▸ **Work to do**
[1] Reproduce everything in the article on celebrity foreclosures below, from "McMahon certainly is" down to "ultimately can't afford.".
[2] Using the article on celebrity foreclosures below, state whether each statement agrees with it, answering yes or no and quoting the deciding words: (a) McMahon's Beverly Hills home was first offered at $7.6 million; (b) Vin Baker's mansion in Durham, Conn., included a tennis court; (c) Jose Canseco's $2.5 million home is located in Beverly Hills.
[3] Extend the article on celebrity foreclosures below, beginning after its final sentence.

Celebrity foreclosures show extent of housing woes
LOS ANGELES - Tabloid magazines like to reassure us that celebrities are just like us - they go grocery shopping, take their dogs for a stroll around the neighborhood, even pump their own gas.
These days, that can also hold true when it comes to the plummeting real estate market. Several celebrities have dealt with foreclosure issues on their luxurious estates and many more have had to drop their asking prices, putting some high-profile faces on a growing problem: the real-estate meltdown is now hitting every socio-economic class.
The case of Ed McMahon has shown that you can make millions over a lengthy show business career and still find yourself in foreclosure. Johnny Carson's former "Tonight Show" sidekick owes more than $644,000 in mortgage payments on his Mediterranean estate in Beverly Hills, a house he and his wife have been trying to sell for the past two years. The six-bedroom, five-bathroom home - in the same exclusive, gated community where Britney Spears lives - is now on the market for $6.5 million, down from an original price of $7.6 million.
The 85-year-old television personality, who has been unable to work since breaking his neck in a fall 18 months ago, described his economic problems as "a perfect storm."
"If you spend more money than you make, you know what happens. And it can happen. You know, a couple of divorces thrown in, a few things like that. And, you know, things happen," McMahon said on "Larry King Live" recently. "You want everything to be perfect, but that combination of the economy, I have a little injury, I have a situation. And it all came together."
McMahon certainly is not the only celebrity to find himself in such financial trouble. Former NBA player Vin Baker saw his home in Durham, Conn., go up for auction last weekend. The seven-bed, six-and-a-half-bath mansion, on about 11 acres with a basketball court and a bowling alley, had been on the market for $2,950,000. Earlier this year, former baseball star and "Juiced" author Jose Canseco stopped making payments on his $2.5 million home in the upscale Encino section of LA's San Fernando Valley.
Rick Sharga, vice president of marketing for RealtyTrac, which monitors foreclosures, says that people of any income level can get in trouble by buying overvalued homes at the peak of the market that they ultimately can't afford.

▸ **Dataset excerpt**
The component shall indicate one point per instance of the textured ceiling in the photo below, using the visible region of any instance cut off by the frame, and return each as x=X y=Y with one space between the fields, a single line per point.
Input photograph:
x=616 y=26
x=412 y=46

▸ **Answers by task**
[1]
McMahon certainly is not the only celebrity to find himself in such financial trouble. Former NBA player Vin Baker saw his home in Durham, Conn., go up for auction last weekend. The seven-bed, six-and-a-half-bath mansion, on about 11 acres with a basketball court and a bowling alley, had been on the market for $2,950,000. Earlier this year, former baseball star and "Juiced" author Jose Canseco stopped making payments on his $2.5 million home in the upscale Encino section of LA's San Fernando Valley.
Rick Sharga, vice president of marketing for RealtyTrac, which monitors foreclosures, says that people of any income level can get in trouble by buying overvalued homes at the peak of the market that they ultimately can't afford.

[2]
(a) Yes: "down from an original price of $7.6 million."
(b) No: "with a basketball court and a bowling alley"
(c) No: "in the upscale Encino section of LA's San Fernando Valley."

[3]
"Ed McMahon's a sympathetic character in this scenario in that he got into a house that possibly he could have afforded if he had been able to keep working, then he had an injury that upset his financial apple cart pretty badly," Sharga said. "What you don't know is, in a normal real estate market, if the same lender would have taken a look at an 82-year-old man at the tail end of his career and written him a $4.6 million mortgage he had to keeping working to be able to afford."
It's not all doom and gloom, of course. Avril Lavigne listed her nearly 6,900-square-foot Mulholland Estates mansion for $5.8 million and, after just 36 days on the market, recently accepted a cash offer of $5.2 million.
But as celebrity real estate columns like "Hot Property" in the Los Angeles Times and "Gimme Shelter" in the New York Post show, other stars can't command the same prices for their homes that they might have been able to a few years ago.
The price of Angela Bassett and Courtney B. Vance's house has dropped more than $2 million in the past year. The French Colonial in a gated section of Los Angeles' old-money Hancock Park neighborhood has five bedrooms, seven and a half bathrooms, a gym, a hair salon and a two-story guest house. An agent listed it last year for $5,999,000, then a month later took it off the market for seven months. Then June Ahn of Coldwell Banker got the house and listed it for $4,999,000; she reduced it soon afterward to $4.6 million, and now has reduced it again to $3.9 million.
"It was overpriced," Ahn said. "The price difference from $5,999,000 to $3.9 (million), obviously we'll have a bigger number of buyers that can afford to get into it and even take a look at it."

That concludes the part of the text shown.